■ **WHAT THE TASK REQUIRES**: Every line from the line containing "the black and" to the end of the data must appear in the answer exactly as it appears there, and nothing else.

** Opening ENTRIES SHOWN block **

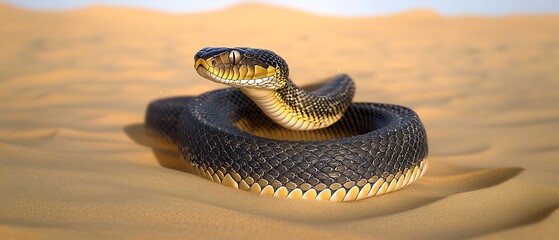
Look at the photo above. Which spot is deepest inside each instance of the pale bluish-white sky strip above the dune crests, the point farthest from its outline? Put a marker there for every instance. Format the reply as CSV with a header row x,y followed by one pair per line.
x,y
327,7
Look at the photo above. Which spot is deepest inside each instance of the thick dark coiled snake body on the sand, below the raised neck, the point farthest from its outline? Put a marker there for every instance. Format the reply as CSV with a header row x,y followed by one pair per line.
x,y
226,136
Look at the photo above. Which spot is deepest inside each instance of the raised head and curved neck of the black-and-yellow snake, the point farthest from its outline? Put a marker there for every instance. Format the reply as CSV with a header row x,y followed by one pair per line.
x,y
264,77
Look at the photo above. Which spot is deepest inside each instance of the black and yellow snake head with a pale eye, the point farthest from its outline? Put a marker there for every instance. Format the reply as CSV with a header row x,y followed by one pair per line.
x,y
242,67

** Closing ENTRIES SHOWN block **

■ **REPLY TO THE TASK**:
Look at the photo above. Which spot is deepest inside each instance of the black and yellow snake head with a pale eye, the point farthest from its outline? Put a marker there for every instance. Format the reply as CSV with a header row x,y followed by one pair per line.
x,y
242,67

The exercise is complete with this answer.